Satu konsep penting yang diperkenalkan Maslow adalah perbedaan antara kebutuhan dasar dan kebutuhan tumbuh. Kebutuhan dasar (fisiologis, rasa
aman, cinta, dan penghargaan) adalah kebutuhan yang penting untuk kebutuhan fisik dan psikologis; kebutuhan ini harus dipenuhi.
Sekali kebutuhan ini
dipenuhi, motivasi seseorang
untuk memenuhi kebutuhan ini
surut. Sebaliknya kebutuhan tumbuh, sebagai misal kebutuhan untuk mengetahui dan
memahami sesuatu, menghargai keindahan, atau menumbuhkan dan mengembangkan
apresiasi (penghargaan) dari orang lain, tidak pernah dapat dipenuhi
seluruhnya. Dalam kenyataannya, semakin orang dapat memenuhi kebutuhan mereka untuk mengetahui dan
memahami dunia di sekeliling mereka, motivasi belajar mereka dapat menjadi semakin besar dan kuat.
HAL PENTING TENTANG KOSEP MOTIVASI BELAJAR
a. Motivasi belajar adalah proses internal yang mengaktifkan, memandu
dan mempertahankan perilaku dari waktu ke waktu. Individu termotivasi karena berbagai
alasan yang berbeda, dengan intensitas yang berbeda. Sebagai misal,
seorang siswa dapat
tinggi motivasinya untuk
menghadapi tes ilmu sosial dengantujuan mendapatkan nilai tinggi (motivasi ekstrinsik) dan tinggi
motivasinya menghadapi tes matematika karena tertarik dengan mata pelajaran
tersebut (motivasi intrinsik).
b. Motivasi belajar bergantung pada teori yang menjelaskannya, dapat
merupakan suatu konsekuensi dari penguatan (reinforcement),
suatu ukuran kebutuhan manusia, suatu hasil dari disonan atau ketidakcocokan,
suatu atribusi dari keberhasilan atau kegagalan, atau suatu harapan dari
peluang keberhasilan.

Baris data
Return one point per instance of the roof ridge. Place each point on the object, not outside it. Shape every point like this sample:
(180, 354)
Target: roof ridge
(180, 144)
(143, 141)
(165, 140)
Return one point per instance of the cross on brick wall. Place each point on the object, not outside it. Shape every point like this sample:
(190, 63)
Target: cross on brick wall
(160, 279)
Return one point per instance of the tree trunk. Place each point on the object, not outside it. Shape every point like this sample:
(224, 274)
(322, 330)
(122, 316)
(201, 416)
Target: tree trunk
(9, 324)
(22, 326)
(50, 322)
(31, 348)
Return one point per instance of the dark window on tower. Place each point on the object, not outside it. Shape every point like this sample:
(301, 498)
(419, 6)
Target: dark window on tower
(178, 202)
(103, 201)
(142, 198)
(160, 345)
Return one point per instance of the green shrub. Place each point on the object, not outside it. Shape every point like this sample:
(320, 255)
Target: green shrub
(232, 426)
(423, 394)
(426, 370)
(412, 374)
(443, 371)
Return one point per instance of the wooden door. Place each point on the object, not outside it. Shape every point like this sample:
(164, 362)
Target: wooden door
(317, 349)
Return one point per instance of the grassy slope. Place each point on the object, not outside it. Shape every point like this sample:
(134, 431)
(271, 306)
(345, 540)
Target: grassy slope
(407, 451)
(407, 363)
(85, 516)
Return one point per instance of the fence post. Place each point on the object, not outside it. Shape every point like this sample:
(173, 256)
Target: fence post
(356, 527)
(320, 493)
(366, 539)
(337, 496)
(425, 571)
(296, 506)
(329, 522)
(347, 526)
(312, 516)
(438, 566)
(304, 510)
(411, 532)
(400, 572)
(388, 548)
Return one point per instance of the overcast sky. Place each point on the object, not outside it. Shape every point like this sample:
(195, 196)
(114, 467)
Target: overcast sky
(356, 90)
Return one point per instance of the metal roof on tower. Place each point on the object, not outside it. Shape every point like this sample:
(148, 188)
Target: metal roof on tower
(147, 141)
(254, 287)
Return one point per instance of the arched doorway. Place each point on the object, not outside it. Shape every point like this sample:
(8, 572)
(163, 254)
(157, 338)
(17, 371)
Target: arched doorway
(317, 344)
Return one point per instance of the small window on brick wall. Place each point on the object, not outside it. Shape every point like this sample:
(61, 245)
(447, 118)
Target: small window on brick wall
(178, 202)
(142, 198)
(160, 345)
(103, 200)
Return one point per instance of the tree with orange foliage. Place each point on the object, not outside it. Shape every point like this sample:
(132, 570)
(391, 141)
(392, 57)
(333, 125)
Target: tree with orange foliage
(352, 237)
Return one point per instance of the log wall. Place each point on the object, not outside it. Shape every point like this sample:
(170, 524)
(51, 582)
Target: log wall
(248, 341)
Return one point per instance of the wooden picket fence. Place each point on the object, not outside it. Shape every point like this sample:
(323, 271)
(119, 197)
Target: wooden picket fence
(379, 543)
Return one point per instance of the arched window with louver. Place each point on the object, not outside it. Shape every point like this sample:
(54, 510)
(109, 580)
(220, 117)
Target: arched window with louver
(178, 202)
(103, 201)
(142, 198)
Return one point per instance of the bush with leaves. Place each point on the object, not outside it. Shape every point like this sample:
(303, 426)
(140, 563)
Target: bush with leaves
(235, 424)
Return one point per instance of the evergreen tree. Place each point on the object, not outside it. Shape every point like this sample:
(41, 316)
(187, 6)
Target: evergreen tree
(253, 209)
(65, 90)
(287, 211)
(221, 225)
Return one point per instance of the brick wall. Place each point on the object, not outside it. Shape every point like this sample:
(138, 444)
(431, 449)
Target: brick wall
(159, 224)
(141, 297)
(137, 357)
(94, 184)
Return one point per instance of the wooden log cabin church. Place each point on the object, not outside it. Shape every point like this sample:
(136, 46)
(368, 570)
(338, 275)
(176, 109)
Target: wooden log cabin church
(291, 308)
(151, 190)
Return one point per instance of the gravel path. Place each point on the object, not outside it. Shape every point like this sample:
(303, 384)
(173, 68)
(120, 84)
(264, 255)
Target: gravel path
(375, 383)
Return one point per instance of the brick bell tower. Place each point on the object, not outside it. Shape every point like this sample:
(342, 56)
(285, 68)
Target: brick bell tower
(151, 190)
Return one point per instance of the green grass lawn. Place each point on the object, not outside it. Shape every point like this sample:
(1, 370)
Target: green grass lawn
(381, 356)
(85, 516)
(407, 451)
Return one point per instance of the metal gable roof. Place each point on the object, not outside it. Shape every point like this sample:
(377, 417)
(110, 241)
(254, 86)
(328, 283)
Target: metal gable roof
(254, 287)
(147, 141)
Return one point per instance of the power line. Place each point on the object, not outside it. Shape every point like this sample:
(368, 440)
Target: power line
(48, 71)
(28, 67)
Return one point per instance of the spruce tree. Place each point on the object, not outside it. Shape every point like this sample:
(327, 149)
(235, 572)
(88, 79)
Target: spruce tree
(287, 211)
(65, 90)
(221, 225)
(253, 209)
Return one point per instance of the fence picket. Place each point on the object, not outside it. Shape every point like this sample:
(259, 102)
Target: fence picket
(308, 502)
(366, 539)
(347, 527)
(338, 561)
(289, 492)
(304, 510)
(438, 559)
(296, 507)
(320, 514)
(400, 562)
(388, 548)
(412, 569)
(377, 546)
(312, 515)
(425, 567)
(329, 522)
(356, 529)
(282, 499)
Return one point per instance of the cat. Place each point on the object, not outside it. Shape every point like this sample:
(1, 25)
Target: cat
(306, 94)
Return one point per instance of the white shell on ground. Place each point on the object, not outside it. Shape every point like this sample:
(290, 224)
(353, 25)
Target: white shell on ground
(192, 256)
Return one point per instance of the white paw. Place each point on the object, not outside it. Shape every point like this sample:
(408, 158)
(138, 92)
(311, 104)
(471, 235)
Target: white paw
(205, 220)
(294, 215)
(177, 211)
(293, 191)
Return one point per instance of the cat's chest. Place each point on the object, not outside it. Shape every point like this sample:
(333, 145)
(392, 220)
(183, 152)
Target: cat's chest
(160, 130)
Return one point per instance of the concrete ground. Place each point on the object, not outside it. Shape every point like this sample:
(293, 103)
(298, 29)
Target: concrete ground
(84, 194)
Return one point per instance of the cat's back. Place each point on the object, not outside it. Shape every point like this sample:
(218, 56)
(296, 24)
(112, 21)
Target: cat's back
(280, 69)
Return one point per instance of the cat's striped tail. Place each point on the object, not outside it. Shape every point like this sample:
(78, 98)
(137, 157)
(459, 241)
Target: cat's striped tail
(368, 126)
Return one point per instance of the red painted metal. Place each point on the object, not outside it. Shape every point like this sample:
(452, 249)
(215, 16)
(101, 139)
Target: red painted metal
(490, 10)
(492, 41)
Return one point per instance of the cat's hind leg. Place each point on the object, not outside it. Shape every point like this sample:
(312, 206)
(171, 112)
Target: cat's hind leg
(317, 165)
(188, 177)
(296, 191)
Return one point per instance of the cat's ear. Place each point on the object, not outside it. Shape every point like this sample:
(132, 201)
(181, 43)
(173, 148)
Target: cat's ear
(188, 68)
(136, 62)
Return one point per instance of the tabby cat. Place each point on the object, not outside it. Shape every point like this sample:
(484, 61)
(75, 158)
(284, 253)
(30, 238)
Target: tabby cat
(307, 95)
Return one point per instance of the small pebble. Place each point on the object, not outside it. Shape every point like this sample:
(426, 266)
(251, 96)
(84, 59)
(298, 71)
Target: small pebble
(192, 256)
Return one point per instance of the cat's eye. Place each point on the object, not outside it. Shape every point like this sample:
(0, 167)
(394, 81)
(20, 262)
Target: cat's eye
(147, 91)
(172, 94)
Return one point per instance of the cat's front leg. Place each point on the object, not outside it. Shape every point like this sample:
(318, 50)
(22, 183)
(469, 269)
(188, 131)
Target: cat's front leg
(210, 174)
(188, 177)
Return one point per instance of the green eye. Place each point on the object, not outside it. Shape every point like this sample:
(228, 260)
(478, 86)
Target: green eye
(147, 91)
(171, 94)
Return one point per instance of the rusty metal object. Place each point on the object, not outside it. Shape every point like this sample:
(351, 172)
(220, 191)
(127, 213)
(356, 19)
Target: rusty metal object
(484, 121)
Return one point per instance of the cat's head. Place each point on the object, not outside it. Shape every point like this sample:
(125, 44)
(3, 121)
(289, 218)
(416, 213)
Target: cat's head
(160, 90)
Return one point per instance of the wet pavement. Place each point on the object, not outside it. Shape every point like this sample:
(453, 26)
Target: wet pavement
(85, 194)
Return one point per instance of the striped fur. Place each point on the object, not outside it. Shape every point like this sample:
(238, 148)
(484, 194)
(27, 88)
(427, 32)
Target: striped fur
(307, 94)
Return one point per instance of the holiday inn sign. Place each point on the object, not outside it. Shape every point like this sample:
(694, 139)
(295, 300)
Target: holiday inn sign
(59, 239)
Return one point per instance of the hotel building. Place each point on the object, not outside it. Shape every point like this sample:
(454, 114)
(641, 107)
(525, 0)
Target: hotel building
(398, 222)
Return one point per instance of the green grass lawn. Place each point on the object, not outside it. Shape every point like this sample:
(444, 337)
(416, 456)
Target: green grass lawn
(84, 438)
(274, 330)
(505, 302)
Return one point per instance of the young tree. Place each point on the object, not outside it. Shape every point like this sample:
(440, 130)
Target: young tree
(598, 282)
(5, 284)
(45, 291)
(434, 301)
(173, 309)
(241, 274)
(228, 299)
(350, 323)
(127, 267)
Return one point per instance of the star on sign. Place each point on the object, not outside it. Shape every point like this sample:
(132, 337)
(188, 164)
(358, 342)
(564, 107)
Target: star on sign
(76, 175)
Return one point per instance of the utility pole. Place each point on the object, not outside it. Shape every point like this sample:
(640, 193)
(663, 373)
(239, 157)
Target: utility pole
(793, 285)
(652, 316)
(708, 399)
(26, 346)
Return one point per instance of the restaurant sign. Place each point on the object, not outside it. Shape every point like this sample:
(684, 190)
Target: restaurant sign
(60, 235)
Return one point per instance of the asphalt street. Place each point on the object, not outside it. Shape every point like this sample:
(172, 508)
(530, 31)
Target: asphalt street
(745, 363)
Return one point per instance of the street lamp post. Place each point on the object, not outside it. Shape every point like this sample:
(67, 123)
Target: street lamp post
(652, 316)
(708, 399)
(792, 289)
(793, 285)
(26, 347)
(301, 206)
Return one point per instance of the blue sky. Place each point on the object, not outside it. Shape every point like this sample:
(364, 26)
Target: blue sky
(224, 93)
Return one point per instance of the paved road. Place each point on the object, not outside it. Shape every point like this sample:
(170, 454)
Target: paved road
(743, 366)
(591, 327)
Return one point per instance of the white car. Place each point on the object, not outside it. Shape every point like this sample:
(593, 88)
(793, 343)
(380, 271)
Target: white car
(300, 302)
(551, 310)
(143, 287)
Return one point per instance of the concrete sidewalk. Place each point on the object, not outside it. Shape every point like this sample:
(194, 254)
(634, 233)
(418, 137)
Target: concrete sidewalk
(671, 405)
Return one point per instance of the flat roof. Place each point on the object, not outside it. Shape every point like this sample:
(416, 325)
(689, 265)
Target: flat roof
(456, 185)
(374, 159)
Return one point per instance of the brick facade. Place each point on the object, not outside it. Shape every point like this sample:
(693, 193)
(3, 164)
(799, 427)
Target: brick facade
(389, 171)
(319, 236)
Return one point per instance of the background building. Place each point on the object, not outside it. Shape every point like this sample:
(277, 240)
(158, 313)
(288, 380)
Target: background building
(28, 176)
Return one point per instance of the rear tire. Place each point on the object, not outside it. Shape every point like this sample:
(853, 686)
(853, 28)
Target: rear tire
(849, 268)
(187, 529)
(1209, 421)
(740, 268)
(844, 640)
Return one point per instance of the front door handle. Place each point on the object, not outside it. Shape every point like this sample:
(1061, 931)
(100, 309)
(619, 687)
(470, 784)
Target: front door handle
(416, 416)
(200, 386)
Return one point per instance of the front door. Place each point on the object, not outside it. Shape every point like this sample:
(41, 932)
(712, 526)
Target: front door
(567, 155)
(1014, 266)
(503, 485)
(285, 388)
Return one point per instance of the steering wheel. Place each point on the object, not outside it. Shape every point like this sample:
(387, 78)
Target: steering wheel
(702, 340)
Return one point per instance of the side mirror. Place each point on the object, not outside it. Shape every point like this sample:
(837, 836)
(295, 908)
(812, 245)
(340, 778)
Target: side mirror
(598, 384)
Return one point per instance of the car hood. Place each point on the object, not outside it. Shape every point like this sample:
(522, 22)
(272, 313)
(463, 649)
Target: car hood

• **Tugas yang Dikerjakan**
Sambung teks tentang motivasi belajar, mulai tepat setelah kalimat terakhirnya.

• **Jawaban Tugas**
c. Motivasi belajar dapat ditingkatkan dengan penekanan
tujuan-tujuan belajar dan pemberdayaan atribusi.
d. Motivasi belajar dapat meningkat apabila guru membangkitkan minat siswa, memelihara rasa ingin
tahu mereka, menggunakan berbagai macam strategi pengajaran, menyatakan harapan dengan
jelas, dan memberikan umpan balik (feed back) dengan sering dan segera.
e. Motivasi belajar dapat meningkat pada diri siswa apabila guru memberikan ganjaran yang memiliki kontingen,
spesifik, dan dapat dipercaya.
f. Motivasi berprestasi dapat didefinisikan sebagai kecendrungan umum
untuk mengupayakan keberhasilan
dan memilih kegiatan-kegiatan yang berorientasi pada
keberhasilan/kegagalan. Siswa dapat
termotivasi dengan orientasi ke arah tujuan-tujuan penampilan. Mereka mengambil
mata pelajaran-mata pelajaran yang menantang. Siswa yang berjuang demi tujuan-tujuan penampilan
berusaha untuk mendapatkan penilaian positip terhadap kompetensi mereka. Mereka
berusaha untuk mendapat nilai baik dengan cara menghindar dari mata pelajaran
yang sulit. Guru dapat
membantu siswa dengan
mengkomunikasikan bahwa keberhasilan itu mungkin dicapai. Guru dapat menunggu siswa menjawab pertanyaan-pertanyaan dan sejauh mungkin
menghindari pembedaan prestasi di antara para siswa yang tidak perlu.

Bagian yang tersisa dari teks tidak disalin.